[start of EXTRACTED MATERIAL]

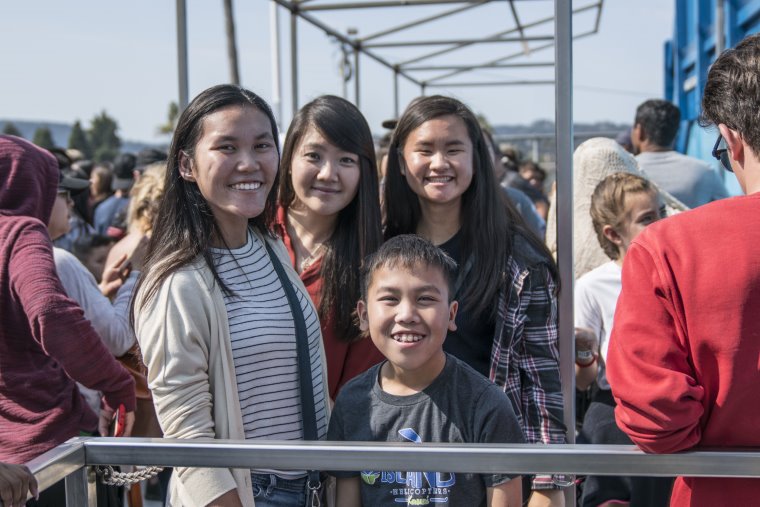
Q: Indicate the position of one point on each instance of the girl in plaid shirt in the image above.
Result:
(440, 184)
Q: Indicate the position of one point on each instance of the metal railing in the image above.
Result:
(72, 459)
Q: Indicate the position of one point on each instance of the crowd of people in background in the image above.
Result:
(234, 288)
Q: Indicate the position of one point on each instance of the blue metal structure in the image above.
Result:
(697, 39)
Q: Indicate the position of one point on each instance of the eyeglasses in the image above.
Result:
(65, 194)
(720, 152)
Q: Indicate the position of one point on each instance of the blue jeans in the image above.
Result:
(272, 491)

[end of EXTRACTED MATERIAL]
[start of EXTRACTED MATERIAL]

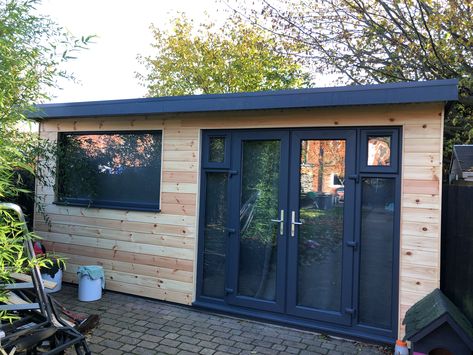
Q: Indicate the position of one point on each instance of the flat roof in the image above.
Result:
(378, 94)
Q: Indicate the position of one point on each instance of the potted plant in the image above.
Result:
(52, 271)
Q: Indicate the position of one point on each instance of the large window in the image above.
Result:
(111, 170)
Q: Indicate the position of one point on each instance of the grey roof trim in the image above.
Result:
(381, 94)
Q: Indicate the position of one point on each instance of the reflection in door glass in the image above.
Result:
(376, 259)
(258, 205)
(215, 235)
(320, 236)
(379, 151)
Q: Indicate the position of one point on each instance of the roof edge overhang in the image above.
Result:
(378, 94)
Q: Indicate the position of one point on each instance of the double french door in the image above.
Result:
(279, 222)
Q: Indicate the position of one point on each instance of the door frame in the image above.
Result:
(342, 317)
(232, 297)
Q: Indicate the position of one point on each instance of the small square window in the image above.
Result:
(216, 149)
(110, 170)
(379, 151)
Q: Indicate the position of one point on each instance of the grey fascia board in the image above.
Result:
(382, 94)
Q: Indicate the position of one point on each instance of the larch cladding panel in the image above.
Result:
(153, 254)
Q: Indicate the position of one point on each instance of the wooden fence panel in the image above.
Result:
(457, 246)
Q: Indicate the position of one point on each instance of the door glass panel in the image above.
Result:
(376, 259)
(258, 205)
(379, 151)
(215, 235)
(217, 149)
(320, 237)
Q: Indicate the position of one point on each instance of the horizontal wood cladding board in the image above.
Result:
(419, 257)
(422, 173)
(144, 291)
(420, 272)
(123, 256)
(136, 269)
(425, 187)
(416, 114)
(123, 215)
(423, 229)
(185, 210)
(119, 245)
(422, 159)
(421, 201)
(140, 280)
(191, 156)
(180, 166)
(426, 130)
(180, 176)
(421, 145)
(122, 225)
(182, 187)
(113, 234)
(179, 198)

[end of EXTRACTED MATERIAL]
[start of EXTRACTED MATERIAL]

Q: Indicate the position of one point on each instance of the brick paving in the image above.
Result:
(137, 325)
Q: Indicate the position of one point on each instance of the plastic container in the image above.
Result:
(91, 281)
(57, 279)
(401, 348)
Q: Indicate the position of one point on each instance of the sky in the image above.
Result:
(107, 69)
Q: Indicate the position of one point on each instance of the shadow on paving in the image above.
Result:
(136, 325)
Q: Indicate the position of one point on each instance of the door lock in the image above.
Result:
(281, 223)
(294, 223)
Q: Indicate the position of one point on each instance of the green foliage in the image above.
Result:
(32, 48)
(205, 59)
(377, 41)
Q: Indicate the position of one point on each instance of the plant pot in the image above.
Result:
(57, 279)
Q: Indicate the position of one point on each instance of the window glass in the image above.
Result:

[end of EXTRACTED MATERIAL]

**OBJECTIVE:** Pull every line containing the word "window" from the material above and copy each one in full.

**COMPLETED EXERCISE:**
Q: Indicate the position of one point on each instance of the large window in the image above.
Q: Indicate the position of one point on each instance of the small square window in the image above.
Q: Indicate the position of one point on each instance of the window glass in the image above.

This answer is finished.